Content starts
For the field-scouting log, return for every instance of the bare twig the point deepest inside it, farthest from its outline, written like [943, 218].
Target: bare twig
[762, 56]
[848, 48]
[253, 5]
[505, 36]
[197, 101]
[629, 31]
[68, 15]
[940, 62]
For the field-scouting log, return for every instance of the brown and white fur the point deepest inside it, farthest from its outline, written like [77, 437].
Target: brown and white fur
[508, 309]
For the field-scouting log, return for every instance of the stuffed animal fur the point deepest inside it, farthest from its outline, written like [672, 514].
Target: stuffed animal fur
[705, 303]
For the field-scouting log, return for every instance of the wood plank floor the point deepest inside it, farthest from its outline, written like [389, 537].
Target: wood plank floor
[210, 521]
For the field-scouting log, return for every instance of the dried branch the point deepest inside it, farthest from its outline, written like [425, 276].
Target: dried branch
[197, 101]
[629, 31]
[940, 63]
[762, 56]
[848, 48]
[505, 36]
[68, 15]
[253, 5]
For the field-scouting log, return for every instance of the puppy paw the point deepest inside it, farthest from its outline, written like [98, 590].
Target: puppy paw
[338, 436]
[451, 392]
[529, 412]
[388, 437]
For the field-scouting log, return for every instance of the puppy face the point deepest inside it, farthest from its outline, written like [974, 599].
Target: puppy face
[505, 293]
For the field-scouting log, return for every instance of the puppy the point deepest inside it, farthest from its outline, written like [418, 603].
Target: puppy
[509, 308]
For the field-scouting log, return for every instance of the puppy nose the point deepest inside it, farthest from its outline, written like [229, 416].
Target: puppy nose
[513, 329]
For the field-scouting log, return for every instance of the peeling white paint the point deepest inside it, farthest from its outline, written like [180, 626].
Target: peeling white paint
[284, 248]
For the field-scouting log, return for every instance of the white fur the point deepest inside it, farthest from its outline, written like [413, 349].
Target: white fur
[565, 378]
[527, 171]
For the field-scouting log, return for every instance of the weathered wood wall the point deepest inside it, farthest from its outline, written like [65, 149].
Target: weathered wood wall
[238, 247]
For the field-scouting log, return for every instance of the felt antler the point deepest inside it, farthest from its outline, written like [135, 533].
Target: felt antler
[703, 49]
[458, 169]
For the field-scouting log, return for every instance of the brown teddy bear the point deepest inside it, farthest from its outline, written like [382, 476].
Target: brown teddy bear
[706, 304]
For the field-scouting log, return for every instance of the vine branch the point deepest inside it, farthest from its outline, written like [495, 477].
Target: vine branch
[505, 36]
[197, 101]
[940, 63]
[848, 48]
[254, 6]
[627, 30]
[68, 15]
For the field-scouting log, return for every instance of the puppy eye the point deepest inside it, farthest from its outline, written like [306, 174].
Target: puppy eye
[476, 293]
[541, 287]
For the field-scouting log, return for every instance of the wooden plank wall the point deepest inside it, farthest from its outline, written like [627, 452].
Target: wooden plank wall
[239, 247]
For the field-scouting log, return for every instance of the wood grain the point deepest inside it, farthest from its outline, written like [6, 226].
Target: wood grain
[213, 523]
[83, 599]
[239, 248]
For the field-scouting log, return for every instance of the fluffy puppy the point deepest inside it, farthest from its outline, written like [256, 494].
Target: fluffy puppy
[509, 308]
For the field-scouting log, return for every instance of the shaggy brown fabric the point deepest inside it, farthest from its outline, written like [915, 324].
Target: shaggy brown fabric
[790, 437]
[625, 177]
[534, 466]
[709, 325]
Content ends
### What the task requires
Would you retype the records above without changing a word?

### Output of the task
For the field-scouting log, return for every instance of the bare twig the point deepest inside it, farthest from its outline, written like [943, 218].
Target: bare twig
[762, 56]
[848, 48]
[253, 5]
[505, 36]
[197, 101]
[629, 31]
[68, 15]
[940, 62]
For the field-scouting log, return for every instance of the brown and white fur the point deepest inside it, farthest from its outline, written like [77, 437].
Target: brown and white fur
[508, 309]
For the field-scouting log, return for every instance of the stuffed animal fur the point deepest inside it, farthest from its outline, written like [672, 514].
Target: stuffed animal fur
[705, 303]
For the field-scouting log, return for every instance of the wood plank floor the point deepest inside it, farthest from its outline, written like [389, 537].
Target: wood plank floor
[210, 521]
For the field-scouting log, return for every instance of the dried branch the point deepest inside it, farthest from its outline, written like [425, 276].
Target: dried branch
[197, 101]
[629, 31]
[940, 63]
[762, 56]
[848, 48]
[505, 36]
[68, 15]
[253, 5]
For the field-scouting log, return for every instance of the puppy paw the point deepest inside it, farthest from its outline, written like [98, 590].
Target: puppy paw
[338, 436]
[451, 392]
[529, 412]
[388, 437]
For the field-scouting log, return for every instance of the puppy face the point deepest inside it, farthest from its outline, written like [974, 599].
Target: puppy face
[505, 293]
For the field-scouting log, return for every instance of the puppy the point deepest inside it, farthest from its outline, written like [418, 603].
Target: puppy
[509, 308]
For the field-scouting log, return for every instance of the puppy nose the point deepest inside it, farthest from its outline, written like [229, 416].
Target: puppy nose
[513, 329]
For the field-scouting log, return for every instance of the peeling white paint the point deepest inside it, farthest from its outline, written like [180, 626].
Target: peeling white paint
[284, 248]
For the field-scouting log, return for every instance of the white fur the point deepest inside it, farthest from its outline, written like [413, 349].
Target: white fur
[565, 378]
[527, 171]
For the field-scouting log, return for every instance of the weathered wood wall the point deepest inside it, farthest from its outline, written like [65, 149].
Target: weathered wood wall
[238, 247]
For the field-scouting log, return for every instance of the felt antler the point deepest inside it, farthest from its outline, written like [135, 533].
Target: felt antler
[703, 49]
[458, 169]
For the field-scouting log, return for every instance of the brown teddy bear the point deepest inside it, farthest from its outline, written like [382, 476].
Target: brown teddy bear
[706, 304]
For the field-scouting log, return for every instance of the vine branch the point deepest inside it, farthest from its outline, written like [495, 477].
Target: vine branch
[505, 36]
[197, 101]
[940, 63]
[848, 48]
[254, 6]
[627, 30]
[68, 15]
For the field-scouting log, return for every instance of the puppy eye the point deepest inside it, farthest from its outline, written like [306, 174].
Target: puppy eye
[476, 293]
[541, 287]
For the field-scouting log, return for every instance of the wooden plank wall the point deepest inside it, farthest from its outline, written like [627, 452].
Target: wooden plank wall
[239, 247]
For the field-scouting log, return for every instance of the wood grain the point deepest inside it, farthest from its outline, written like [6, 226].
Target: wood grain
[213, 523]
[83, 599]
[239, 248]
For the field-scouting log, return for every instance of the fluffy puppy the point deepest inside it, farthest from its outline, written like [256, 494].
Target: fluffy puppy
[509, 308]
For the field-scouting log, return for every instance of the shaggy brown fabric the point deepest inside it, farthest from its outline, written like [915, 324].
Target: shaggy brown fabric
[790, 437]
[625, 177]
[534, 466]
[709, 325]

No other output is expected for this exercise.